= Supplied text =
The past seven years have been a time of significant change and growth for Scott Brooks, as the gay artist adjusted to his new life in Baltimore, where he moved in 2015 after roughly 25 years of living in D.C.
In Charm City, Brooks has found a smaller, more accepting, and more supportive scene, which he credits with helping push him to go further in developing the type of slightly edgy, colorful, and surreal paintings that have long been his signature, centered around caricature-like figures chiefly drawn from pop culture and politics.
Over the next three months, an eclectic mix of works created by Brooks since 2020 will be on display at Baltimore’s Gallery Blue Door. Solitude is one recurring theme among the works on display at the boutique contemporary fine art space, located in the historic Mount Vernon neighborhood and owned by artist Scott Philip Goergens with his husband Scott Howard.
Some of the paintings in Self Contained: Pandemic Era Works are focused solely on lone figures — from the confident young hunk “Isaac,” who strikes a thoroughly relaxed pose to the startled bug-eyed boy clearly not ready for his zoomed-in closeup in the aptly titled “Shockwave.”
Other paintings depict figures from the fringes of mainstream society, including one who is quite literally self-contained. Yet “The Marriage of Bubble Boy” is even more striking and intriguing given the larger context, specifically the world-building narrative scene of a royal proceeding in which no one looks even the slightest bit happy about all the pomp and circumstance, least of all the purple-hued, ennui-riddled titular figurehead.

Items from a data source
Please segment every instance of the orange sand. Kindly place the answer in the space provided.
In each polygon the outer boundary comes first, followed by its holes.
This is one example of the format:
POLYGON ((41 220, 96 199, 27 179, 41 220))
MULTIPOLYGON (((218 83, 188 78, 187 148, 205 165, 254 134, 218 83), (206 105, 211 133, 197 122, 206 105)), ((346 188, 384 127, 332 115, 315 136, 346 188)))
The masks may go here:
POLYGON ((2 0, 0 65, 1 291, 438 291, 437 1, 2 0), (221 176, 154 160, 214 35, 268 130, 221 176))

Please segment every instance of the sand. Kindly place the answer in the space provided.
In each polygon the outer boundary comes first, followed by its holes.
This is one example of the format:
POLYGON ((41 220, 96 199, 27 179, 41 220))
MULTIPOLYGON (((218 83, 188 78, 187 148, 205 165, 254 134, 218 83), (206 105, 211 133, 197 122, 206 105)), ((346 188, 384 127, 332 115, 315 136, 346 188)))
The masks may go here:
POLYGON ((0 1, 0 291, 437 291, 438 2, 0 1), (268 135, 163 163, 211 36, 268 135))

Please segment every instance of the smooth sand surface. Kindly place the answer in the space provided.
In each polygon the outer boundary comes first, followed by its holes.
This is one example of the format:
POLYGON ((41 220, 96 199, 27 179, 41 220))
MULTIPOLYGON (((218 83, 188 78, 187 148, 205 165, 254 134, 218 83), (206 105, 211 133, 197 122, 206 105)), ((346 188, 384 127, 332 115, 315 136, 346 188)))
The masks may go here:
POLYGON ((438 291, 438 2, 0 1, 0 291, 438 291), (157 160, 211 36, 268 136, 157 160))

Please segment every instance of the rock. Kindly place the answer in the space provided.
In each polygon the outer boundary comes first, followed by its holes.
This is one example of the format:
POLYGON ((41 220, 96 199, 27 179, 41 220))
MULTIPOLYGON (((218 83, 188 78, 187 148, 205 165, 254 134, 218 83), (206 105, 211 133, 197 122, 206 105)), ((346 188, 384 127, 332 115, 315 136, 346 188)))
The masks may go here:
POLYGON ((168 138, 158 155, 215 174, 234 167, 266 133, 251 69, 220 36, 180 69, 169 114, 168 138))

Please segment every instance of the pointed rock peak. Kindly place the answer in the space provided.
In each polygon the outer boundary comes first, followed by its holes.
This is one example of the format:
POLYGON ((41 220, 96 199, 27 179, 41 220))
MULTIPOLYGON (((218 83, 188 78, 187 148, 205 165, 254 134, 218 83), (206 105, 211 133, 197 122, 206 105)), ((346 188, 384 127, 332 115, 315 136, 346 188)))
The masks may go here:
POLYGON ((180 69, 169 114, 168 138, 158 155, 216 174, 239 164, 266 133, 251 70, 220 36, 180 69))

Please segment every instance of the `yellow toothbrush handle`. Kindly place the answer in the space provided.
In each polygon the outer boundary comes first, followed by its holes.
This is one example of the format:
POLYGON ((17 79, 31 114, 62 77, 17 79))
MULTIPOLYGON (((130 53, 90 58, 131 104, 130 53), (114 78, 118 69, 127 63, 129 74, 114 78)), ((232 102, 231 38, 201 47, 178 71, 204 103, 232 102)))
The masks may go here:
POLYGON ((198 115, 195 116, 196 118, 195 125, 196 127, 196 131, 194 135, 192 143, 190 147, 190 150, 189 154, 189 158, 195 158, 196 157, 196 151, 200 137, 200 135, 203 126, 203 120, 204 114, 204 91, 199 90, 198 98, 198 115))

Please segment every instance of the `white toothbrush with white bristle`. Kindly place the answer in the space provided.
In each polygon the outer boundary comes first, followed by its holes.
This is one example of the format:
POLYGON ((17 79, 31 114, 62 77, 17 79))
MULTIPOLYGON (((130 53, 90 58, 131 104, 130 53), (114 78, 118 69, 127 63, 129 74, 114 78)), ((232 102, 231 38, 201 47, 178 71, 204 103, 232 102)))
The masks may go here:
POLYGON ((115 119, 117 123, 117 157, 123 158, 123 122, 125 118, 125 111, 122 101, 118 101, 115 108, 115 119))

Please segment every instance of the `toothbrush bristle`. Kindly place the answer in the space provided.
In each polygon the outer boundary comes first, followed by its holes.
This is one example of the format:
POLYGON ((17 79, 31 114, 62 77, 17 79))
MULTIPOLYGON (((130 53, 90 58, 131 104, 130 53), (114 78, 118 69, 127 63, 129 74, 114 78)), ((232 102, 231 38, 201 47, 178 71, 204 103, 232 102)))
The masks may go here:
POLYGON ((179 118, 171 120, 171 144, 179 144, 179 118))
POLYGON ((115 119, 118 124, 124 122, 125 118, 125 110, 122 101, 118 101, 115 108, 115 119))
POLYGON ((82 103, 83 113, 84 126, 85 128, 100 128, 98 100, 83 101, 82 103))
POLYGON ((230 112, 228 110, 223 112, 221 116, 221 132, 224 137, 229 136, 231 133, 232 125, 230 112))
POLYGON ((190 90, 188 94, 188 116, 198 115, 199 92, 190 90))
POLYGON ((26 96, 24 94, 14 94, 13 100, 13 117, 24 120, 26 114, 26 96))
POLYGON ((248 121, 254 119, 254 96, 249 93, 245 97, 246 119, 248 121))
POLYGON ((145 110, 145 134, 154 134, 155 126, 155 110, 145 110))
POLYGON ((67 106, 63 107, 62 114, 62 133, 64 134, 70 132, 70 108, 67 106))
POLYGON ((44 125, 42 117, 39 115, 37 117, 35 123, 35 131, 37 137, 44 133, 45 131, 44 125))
--
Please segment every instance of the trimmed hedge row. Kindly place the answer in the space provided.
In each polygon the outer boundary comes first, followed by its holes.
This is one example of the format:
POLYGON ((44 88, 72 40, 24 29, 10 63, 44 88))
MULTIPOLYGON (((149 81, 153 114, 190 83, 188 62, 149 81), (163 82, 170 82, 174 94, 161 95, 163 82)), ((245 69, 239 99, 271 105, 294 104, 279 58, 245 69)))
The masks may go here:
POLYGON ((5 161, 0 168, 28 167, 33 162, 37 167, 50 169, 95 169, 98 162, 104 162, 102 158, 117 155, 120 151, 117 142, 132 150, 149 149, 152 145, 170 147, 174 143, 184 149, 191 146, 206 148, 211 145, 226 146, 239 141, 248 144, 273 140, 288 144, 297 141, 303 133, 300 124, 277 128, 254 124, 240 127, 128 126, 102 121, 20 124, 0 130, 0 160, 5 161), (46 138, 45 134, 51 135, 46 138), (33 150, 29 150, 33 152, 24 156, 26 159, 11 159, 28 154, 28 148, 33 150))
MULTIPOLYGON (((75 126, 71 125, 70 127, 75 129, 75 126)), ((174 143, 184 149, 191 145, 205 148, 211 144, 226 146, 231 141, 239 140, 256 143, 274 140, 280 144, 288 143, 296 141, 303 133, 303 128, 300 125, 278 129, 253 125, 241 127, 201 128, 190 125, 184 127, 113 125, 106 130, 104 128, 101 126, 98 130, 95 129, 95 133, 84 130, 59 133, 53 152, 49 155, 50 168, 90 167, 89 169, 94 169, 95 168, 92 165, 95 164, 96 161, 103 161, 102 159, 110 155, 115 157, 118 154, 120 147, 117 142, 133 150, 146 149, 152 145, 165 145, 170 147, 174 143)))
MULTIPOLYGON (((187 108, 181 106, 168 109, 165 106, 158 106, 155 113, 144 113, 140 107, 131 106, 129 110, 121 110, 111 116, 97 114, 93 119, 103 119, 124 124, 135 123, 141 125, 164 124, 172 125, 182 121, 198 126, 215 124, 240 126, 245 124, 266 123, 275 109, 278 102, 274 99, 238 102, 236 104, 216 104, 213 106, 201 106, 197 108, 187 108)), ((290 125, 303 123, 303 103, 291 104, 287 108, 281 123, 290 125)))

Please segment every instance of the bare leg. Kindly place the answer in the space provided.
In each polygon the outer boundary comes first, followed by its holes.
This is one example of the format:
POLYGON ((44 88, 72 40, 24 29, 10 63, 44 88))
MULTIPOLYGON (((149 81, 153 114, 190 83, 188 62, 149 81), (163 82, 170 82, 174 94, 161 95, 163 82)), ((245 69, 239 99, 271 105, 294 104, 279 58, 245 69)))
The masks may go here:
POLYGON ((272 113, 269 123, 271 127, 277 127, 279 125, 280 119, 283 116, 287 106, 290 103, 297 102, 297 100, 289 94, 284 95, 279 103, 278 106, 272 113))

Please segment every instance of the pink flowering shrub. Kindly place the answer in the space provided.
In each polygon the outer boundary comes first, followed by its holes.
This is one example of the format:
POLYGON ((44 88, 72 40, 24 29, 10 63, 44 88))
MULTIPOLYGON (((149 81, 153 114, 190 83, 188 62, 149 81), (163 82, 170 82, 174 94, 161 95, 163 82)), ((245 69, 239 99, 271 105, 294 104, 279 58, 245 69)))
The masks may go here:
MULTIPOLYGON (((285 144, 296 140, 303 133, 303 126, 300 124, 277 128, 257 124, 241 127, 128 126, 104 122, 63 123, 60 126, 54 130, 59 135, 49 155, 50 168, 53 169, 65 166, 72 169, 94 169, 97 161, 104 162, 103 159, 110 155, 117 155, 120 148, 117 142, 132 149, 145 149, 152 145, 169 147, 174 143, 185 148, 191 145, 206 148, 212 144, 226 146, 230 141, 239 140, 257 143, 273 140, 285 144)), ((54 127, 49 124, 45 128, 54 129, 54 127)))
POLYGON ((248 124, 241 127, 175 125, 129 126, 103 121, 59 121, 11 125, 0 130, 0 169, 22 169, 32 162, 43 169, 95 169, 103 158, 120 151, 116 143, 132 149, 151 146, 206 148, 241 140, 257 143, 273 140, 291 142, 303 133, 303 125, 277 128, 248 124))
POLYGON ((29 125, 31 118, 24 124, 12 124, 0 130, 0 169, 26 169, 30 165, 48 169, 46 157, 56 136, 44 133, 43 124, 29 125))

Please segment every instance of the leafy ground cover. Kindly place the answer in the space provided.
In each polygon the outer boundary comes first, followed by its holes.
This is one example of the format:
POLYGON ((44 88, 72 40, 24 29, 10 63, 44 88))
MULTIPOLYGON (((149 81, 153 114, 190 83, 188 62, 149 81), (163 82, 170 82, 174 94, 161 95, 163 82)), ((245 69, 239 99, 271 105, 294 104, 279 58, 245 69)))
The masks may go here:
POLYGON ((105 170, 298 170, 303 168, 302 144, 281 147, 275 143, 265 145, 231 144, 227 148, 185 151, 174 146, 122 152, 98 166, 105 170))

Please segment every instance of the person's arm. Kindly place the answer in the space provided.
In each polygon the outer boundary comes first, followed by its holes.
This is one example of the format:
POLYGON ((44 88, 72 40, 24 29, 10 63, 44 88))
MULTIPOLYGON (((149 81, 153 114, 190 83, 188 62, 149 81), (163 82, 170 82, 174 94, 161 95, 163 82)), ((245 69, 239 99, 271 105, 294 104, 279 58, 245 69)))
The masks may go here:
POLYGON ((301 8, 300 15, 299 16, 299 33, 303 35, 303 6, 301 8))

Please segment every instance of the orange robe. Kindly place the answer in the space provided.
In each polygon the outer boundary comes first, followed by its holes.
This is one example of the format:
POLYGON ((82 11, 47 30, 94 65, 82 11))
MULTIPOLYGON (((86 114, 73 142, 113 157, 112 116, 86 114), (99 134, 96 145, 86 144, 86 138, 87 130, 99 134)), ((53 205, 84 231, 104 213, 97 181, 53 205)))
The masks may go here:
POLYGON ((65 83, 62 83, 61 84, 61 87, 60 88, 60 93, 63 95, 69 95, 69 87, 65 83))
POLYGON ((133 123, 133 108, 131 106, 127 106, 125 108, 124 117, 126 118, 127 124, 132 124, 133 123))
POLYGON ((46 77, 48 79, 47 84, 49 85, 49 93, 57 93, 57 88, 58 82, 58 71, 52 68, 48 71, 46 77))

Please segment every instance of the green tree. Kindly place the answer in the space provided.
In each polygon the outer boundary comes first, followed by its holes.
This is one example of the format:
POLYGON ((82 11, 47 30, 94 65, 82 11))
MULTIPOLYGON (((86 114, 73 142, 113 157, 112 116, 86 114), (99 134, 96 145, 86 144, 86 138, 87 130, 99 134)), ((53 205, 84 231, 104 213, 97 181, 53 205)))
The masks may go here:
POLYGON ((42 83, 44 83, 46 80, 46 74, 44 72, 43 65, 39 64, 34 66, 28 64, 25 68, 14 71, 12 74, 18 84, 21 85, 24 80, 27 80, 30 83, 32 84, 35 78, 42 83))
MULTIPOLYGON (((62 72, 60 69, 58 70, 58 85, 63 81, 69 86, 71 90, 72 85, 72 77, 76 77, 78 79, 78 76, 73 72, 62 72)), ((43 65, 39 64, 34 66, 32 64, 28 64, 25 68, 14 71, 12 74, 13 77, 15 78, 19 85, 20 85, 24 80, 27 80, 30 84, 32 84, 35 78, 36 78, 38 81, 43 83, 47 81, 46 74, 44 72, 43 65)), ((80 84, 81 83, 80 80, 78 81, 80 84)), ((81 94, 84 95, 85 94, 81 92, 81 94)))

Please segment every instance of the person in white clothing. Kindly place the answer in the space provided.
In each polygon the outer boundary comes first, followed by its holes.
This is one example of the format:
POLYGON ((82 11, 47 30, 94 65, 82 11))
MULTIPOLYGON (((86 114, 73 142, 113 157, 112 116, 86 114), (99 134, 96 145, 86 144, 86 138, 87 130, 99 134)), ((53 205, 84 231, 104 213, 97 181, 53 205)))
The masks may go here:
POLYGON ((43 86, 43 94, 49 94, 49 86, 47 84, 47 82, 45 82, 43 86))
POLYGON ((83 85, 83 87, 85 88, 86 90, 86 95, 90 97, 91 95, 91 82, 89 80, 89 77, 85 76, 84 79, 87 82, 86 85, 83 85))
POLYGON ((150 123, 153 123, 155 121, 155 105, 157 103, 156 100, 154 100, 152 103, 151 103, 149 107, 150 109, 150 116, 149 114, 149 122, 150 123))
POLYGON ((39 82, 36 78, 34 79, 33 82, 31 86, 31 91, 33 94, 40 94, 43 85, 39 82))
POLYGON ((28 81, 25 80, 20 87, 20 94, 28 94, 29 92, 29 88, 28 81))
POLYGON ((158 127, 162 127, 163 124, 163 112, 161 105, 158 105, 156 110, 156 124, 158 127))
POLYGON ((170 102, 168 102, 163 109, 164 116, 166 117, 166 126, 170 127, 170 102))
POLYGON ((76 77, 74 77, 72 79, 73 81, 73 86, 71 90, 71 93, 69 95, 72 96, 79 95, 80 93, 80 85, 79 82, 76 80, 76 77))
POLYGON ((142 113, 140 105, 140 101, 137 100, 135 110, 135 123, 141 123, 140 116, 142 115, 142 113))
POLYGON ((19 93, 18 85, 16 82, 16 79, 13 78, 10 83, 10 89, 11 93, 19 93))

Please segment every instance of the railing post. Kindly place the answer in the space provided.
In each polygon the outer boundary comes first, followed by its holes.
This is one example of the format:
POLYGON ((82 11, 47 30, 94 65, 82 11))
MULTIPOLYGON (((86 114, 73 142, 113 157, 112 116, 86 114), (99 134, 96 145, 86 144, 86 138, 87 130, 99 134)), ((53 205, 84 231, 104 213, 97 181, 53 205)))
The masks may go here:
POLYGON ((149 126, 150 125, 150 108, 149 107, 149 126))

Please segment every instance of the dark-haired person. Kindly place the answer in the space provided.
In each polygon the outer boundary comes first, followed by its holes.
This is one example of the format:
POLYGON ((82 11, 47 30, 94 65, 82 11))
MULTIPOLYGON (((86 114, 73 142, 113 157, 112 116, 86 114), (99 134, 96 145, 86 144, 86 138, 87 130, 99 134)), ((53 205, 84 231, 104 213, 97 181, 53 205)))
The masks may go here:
--
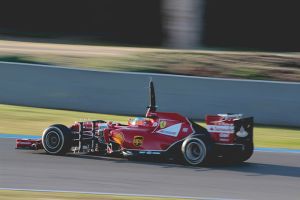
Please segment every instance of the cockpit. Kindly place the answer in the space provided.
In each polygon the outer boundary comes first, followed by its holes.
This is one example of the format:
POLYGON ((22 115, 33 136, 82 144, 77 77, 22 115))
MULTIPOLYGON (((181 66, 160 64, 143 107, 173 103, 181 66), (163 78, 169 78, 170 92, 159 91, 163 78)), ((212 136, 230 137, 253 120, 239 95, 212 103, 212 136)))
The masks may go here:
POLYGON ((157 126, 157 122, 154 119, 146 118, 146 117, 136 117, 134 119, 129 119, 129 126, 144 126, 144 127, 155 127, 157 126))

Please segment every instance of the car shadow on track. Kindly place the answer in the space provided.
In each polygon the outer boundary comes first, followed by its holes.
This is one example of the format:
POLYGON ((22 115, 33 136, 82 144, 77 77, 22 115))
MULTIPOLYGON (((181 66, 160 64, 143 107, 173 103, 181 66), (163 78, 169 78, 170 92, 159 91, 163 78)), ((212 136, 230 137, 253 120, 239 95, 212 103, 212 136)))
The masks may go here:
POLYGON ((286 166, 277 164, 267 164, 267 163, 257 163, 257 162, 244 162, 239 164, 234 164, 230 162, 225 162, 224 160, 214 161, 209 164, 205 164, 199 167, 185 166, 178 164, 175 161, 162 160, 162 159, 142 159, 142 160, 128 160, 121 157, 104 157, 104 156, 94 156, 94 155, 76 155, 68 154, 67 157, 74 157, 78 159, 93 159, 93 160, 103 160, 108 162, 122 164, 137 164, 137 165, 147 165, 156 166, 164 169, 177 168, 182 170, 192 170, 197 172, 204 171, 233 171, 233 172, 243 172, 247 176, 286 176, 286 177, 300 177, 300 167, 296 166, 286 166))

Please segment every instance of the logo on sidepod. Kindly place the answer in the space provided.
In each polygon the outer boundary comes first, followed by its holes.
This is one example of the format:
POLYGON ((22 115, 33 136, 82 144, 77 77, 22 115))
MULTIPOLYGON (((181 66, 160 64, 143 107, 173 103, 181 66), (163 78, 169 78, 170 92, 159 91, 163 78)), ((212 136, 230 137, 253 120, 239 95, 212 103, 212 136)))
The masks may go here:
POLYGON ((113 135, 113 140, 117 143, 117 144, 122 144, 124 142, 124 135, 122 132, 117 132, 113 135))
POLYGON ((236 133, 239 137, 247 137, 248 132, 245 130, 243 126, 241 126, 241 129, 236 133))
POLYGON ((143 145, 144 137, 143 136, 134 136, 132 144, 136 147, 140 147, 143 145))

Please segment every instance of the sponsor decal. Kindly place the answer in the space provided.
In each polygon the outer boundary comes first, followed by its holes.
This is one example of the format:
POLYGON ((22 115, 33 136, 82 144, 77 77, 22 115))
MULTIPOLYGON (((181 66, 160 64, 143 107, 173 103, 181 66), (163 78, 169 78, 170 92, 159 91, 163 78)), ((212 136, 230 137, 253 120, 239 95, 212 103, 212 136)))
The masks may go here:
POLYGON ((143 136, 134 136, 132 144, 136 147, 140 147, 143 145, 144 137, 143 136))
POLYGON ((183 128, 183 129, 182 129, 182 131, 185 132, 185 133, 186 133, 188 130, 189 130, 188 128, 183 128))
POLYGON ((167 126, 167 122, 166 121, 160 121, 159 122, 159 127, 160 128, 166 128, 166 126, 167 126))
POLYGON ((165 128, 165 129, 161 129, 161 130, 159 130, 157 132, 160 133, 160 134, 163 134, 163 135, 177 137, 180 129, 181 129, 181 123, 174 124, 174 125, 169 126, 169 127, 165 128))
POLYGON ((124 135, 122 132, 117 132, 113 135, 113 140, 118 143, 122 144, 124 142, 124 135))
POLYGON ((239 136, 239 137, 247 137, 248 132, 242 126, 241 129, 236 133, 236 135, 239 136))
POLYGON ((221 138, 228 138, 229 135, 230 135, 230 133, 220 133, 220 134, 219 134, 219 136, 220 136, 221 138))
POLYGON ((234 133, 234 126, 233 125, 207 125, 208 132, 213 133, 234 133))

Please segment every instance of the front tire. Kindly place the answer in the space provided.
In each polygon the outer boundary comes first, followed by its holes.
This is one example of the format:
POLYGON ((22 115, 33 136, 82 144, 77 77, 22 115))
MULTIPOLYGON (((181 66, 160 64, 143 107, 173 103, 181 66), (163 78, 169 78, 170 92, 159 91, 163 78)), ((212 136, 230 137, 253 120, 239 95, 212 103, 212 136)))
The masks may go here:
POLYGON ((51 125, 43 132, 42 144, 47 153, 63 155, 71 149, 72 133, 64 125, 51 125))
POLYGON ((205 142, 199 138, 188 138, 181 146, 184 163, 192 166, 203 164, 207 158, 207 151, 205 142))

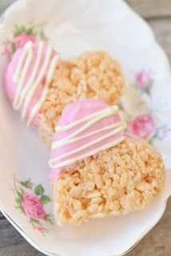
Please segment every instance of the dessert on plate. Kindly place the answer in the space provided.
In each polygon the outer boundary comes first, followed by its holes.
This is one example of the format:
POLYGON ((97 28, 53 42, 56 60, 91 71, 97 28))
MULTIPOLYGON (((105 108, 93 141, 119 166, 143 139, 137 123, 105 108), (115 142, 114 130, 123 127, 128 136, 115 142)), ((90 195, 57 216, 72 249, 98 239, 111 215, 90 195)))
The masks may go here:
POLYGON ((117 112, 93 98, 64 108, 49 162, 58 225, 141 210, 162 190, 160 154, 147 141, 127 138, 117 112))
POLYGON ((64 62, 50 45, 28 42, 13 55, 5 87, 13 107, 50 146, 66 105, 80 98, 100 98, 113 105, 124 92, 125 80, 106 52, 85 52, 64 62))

= Your instructions =
According to the Scott Brooks article, in what neighborhood is Gallery Blue Door located?

= Exercise output =
The historic Mount Vernon neighborhood of Baltimore.